» Task requirements: Starting with the line that contains "Where can the fingers", copy every line through the end of the data below, exactly and with nothing added.

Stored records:
====
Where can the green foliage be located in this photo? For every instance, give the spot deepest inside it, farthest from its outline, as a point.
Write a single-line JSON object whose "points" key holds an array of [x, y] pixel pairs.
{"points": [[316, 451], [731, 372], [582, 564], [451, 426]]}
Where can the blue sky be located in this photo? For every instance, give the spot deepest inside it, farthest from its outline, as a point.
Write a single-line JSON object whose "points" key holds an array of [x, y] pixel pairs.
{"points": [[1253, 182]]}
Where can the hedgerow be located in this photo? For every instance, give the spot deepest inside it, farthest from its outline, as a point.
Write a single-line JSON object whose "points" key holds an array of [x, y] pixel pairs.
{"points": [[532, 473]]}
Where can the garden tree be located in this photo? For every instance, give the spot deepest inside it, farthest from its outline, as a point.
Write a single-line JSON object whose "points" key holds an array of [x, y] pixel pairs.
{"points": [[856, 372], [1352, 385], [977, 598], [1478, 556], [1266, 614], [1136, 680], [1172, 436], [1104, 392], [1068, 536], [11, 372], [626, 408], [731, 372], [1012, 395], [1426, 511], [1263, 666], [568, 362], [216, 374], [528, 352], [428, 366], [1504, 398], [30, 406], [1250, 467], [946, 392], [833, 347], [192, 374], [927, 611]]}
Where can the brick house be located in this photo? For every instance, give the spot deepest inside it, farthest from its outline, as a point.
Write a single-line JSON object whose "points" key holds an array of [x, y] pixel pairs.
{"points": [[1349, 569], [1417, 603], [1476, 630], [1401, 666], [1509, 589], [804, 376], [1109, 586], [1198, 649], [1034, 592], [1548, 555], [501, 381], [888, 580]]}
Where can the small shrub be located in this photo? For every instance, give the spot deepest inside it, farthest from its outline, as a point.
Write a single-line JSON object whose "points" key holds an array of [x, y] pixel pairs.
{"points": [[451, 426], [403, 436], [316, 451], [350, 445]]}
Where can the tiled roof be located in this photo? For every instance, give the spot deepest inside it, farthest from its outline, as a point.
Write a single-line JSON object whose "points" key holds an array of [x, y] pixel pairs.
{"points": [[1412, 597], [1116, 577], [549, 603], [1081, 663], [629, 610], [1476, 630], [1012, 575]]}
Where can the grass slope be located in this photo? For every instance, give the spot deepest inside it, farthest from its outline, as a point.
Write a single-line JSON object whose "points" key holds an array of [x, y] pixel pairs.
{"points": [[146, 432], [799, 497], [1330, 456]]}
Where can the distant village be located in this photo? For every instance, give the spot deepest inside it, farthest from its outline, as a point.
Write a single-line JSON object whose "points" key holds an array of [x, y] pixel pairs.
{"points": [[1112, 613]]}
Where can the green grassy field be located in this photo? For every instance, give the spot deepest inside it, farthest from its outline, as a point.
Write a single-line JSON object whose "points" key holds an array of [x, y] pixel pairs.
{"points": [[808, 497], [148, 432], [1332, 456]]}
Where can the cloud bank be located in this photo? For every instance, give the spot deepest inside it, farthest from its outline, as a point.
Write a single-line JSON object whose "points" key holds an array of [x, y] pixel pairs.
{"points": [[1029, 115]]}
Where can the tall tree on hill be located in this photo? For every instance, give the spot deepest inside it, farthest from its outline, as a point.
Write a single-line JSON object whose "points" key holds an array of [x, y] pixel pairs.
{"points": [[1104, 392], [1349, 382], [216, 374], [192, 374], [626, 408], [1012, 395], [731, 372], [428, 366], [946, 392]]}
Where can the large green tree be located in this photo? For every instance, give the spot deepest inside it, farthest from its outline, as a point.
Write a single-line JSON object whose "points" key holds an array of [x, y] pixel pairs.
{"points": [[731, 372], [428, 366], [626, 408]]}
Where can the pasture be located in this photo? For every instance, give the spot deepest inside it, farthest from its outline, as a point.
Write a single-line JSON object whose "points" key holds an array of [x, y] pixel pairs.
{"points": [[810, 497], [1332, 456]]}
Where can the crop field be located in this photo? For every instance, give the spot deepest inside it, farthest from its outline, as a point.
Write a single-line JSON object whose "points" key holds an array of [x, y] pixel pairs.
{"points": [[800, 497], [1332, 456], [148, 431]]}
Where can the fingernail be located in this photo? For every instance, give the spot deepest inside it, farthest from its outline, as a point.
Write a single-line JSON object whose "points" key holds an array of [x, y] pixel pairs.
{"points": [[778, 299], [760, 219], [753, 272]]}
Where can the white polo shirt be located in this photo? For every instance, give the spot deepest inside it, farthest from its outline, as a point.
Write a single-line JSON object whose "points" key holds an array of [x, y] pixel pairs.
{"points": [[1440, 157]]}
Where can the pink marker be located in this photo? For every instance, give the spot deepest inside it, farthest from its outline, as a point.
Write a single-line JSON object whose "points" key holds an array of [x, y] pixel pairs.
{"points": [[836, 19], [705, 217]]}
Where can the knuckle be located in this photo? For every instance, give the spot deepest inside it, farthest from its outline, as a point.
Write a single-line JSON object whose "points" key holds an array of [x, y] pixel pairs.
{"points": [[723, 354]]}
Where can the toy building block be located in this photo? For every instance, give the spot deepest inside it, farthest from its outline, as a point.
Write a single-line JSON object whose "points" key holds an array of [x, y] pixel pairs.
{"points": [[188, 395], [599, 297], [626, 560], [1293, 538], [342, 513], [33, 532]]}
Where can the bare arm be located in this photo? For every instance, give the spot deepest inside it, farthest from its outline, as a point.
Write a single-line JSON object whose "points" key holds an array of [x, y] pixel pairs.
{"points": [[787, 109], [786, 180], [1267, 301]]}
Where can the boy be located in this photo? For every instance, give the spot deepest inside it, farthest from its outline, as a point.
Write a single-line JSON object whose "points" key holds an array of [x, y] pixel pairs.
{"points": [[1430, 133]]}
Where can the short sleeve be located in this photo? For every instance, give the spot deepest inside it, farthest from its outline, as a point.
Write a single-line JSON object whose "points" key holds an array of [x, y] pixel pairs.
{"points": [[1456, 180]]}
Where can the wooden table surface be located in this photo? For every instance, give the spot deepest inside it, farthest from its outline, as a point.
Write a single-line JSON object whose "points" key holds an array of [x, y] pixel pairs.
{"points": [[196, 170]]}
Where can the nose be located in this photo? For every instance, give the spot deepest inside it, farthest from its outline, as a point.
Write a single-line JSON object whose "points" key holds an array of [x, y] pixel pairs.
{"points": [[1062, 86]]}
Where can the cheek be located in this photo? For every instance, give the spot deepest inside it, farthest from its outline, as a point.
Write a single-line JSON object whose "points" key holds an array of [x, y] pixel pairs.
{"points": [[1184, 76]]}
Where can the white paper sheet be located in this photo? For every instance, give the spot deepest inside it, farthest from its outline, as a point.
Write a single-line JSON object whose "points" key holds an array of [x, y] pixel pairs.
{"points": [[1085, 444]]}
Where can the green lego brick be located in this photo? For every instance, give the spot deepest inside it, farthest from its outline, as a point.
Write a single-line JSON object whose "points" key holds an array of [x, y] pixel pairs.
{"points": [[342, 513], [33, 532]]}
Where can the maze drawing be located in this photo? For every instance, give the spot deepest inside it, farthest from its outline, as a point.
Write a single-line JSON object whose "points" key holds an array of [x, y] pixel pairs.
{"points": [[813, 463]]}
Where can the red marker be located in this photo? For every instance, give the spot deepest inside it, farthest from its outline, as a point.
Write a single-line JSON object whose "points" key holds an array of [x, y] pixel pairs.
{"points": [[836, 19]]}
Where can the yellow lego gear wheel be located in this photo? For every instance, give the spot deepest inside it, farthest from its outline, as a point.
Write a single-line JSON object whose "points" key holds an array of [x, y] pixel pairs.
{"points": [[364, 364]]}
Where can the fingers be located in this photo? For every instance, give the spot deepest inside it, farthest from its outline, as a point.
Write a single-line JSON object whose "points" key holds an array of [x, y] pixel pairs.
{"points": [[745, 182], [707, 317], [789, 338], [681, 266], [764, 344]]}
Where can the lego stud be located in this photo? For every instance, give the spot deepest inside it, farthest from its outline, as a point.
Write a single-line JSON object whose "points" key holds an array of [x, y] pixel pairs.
====
» Result:
Where can the fingers be located in this photo? For every instance, give the spot deepest inside it, farthest from its outline, as a point.
Write a single-line JSON object whose "points" key holds an array of [x, y] pixel pairs.
{"points": [[745, 182], [707, 317], [789, 338], [681, 266], [764, 344]]}
Where can the lego stud be located in this photo? For every instance, give the spot deepest inside it, farthest from its outline, as a point.
Write a single-line JSON object whose "points" key holds an array of [x, y] pixel pairs.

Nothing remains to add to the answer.